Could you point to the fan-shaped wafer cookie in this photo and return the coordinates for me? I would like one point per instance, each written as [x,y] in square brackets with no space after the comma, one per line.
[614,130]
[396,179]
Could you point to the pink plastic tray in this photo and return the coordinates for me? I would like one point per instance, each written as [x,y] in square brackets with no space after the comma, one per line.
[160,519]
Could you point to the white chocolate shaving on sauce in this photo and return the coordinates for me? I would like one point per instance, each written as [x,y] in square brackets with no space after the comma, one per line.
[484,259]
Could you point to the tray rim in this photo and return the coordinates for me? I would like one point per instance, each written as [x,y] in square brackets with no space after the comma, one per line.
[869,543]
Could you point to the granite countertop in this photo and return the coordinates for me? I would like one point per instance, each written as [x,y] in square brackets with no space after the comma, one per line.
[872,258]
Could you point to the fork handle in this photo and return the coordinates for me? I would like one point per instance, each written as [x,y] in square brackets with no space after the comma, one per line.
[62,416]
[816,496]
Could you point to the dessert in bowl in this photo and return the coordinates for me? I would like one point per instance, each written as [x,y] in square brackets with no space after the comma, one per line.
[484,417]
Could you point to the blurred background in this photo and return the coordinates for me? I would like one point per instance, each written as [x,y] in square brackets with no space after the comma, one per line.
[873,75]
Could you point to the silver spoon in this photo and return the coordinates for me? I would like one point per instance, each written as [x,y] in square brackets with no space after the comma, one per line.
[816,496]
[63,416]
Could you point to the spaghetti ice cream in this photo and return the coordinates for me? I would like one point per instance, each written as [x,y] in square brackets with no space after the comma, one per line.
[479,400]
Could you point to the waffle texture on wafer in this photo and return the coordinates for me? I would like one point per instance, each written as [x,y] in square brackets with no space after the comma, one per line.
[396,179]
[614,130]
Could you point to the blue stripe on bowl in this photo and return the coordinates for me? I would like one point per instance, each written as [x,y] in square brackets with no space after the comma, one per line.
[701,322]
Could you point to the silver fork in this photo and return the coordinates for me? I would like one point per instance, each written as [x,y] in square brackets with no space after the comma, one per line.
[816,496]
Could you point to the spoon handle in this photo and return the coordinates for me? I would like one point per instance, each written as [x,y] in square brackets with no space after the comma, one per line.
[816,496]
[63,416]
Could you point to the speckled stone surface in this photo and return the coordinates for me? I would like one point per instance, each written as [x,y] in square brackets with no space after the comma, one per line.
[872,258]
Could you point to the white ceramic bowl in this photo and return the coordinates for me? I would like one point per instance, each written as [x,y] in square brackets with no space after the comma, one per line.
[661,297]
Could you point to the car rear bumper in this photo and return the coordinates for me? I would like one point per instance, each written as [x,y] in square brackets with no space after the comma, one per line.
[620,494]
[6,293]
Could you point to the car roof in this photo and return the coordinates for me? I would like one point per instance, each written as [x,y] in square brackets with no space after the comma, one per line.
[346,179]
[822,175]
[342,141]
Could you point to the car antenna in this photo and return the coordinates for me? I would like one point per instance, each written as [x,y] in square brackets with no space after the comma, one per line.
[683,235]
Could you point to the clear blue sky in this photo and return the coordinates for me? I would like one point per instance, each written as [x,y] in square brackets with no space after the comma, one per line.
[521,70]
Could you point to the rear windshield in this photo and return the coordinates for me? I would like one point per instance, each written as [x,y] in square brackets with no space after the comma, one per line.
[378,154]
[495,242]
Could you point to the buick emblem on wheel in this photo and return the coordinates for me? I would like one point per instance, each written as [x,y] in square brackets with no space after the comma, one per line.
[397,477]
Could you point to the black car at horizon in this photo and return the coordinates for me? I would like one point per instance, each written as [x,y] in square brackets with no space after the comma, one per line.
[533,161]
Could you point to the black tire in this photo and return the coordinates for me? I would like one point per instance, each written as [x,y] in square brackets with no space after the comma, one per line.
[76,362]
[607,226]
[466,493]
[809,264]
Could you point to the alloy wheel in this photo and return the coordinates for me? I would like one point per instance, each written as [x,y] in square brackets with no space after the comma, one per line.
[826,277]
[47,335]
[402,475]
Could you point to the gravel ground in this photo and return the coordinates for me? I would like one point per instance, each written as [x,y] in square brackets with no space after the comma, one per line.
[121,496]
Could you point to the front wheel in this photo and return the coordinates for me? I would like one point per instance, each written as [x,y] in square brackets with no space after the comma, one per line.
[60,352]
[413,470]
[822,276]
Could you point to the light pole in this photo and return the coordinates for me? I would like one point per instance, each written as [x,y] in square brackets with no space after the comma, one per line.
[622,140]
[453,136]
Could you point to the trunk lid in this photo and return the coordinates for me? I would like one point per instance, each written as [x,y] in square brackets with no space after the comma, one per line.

What to work on:
Your answer must be an exact copy of every record.

Written response:
Could you point to the fan-shaped wafer cookie in this photo and return the coordinates for me? I would like one point per instance, each written as [x,y] in square brackets with no space after the comma, one per line.
[614,130]
[396,179]
Could you point to the pink plastic tray in this photo and return the coordinates for me? I would like one point per instance, each written as [x,y] in square brackets with no space after the comma, one per line.
[160,519]
Could you point to the white chocolate shaving on sauce in this photo and return the coordinates for me? I would like one point per instance, each written as [x,y] in square brackets with no space after the comma, one per line.
[484,259]
Could you point to the tray rim in this photo and return the coordinates for me? I would like one point per instance, each written as [x,y] in square brackets with no space after the comma, one per line.
[869,543]
Could you point to the granite countertop in this photo and return the coordinates for me? I would like one point per instance, each written as [x,y] in square brackets with no space after the comma, one per line.
[872,258]
Could you point to the fork handle in this photo and return the coordinates for me? I would like one point per instance, each written as [x,y] in square brackets with no space after the comma, one per line.
[62,416]
[816,496]
Could you point to the dessert in bowl in this photo and return the coordinates for me? I would like one point per instance, each written as [x,y] in square brackets with no space after the comma, one per line.
[484,417]
Could you point to the blurred background in this photo and return the coordinates for me? I would like one point per instance, each written as [x,y] in square brackets with no space after the comma, one per line.
[873,75]
Could you point to the silver spoon in this photo and return the coordinates for me? I would like one point per instance, each written as [x,y] in square brackets with no space after the comma, one per line.
[816,496]
[63,416]
Could you point to the spaghetti ice cream in this photo and return the coordinates for me? I would like one point per instance, each written as [x,y] in square brackets with no space after the comma, one per line.
[479,400]
Could you point to the waffle texture on wafer in this photo and return the coordinates for me? I would like one point per instance, each written as [x,y] in square brackets with no space after the comma, one per line.
[396,179]
[614,130]
Could you point to the blue stripe on bowl in this photo and return the coordinates for me? I would like one point per instance, each written as [x,y] in square brackets with no space after the comma, one per line.
[701,322]
Could you point to the silver fork in this photo and return the coordinates for me? I would like one point per instance, each written as [x,y] in square brackets with no space after the comma, one per line.
[816,496]
Could you point to the spoon handle in this photo and return the coordinates for me? I would like one point per instance, each written as [x,y] in square brackets with no space after the comma, one per line.
[816,496]
[63,416]
Could you point to the speckled stone surface in this photo and return the coordinates for me? I would like one point per instance, each written as [x,y] in square brackets with no space after the comma, one per line.
[872,258]
Could you point to the white ceramic bowl in this photo and return the coordinates for me? I would like one point per instance, each written as [x,y] in square brackets with no space after the comma, one per line.
[661,297]
Could you point to the car rear bumper in this photo and return the coordinates for me? I would like one point per instance, each written as [x,y] in square brackets with no space after the comma, one per line.
[620,494]
[6,293]
Could you point to the car roof in this photo and return the coordinates for me? I would like one point per instance, each written as [x,y] in square brackets with no space after the comma, one per line.
[346,179]
[822,175]
[342,141]
Could you point to the car antenna in this photo and return the coordinates for me? I would like one point per instance, each written as [x,y] in square brackets with no space after the comma, one per line.
[683,235]
Could you point to the clear blue sky in this photo and return the coordinates for me? I would like one point per instance, each written as [x,y] in square brackets with no space after the comma, one per line.
[521,70]
Could you point to the rear windshield in this photo and return the coordinates for me? I would like one point per instance, each written as [x,y] in square brackets with no space after the comma, one per line.
[378,154]
[495,242]
Could you point to the buick emblem on wheel in this photo and return the coordinates for me? I would like one point per instance, each written as [x,y] in square brackets with no space after the comma, one per line.
[397,477]
Could you point to the black car at horizon in this photo and return the coordinates for me? I would like one point per instance, each written as [x,y] in square brackets with no space after the comma, one per line.
[533,161]
Could you point to the black tire in this photo and return the coordinates for me? I would like one point per instance, each written as [x,y] in square brackets with no space after the comma, one per line.
[76,362]
[607,226]
[466,493]
[809,264]
Could you point to the alloy wheel in this photo and return the coordinates for me? I would like one point per instance, each written as [x,y] in square brackets with no space after the comma, one per line.
[826,277]
[47,335]
[402,475]
Could you point to the gravel ground in this photo and return the coordinates for me? I would like one point per instance, each written as [x,y] in square brackets with no space after the comma, one per line.
[121,496]
Could you point to the front wheel in this photo and return the coordinates for me? I would like one point per instance, each written as [x,y] in square brackets with no space after the comma, one per line.
[60,352]
[413,470]
[822,276]
Could you point to the light pole in this photo and return the coordinates for me? I would like one point per instance, each written as [x,y] in square brackets with no space after the comma, one per line.
[622,140]
[453,136]
Could you point to the trunk lid in this photo and return the coordinates for me? I would like one point per instance, each written as [x,y] in square brackets with no space after the comma, one per line.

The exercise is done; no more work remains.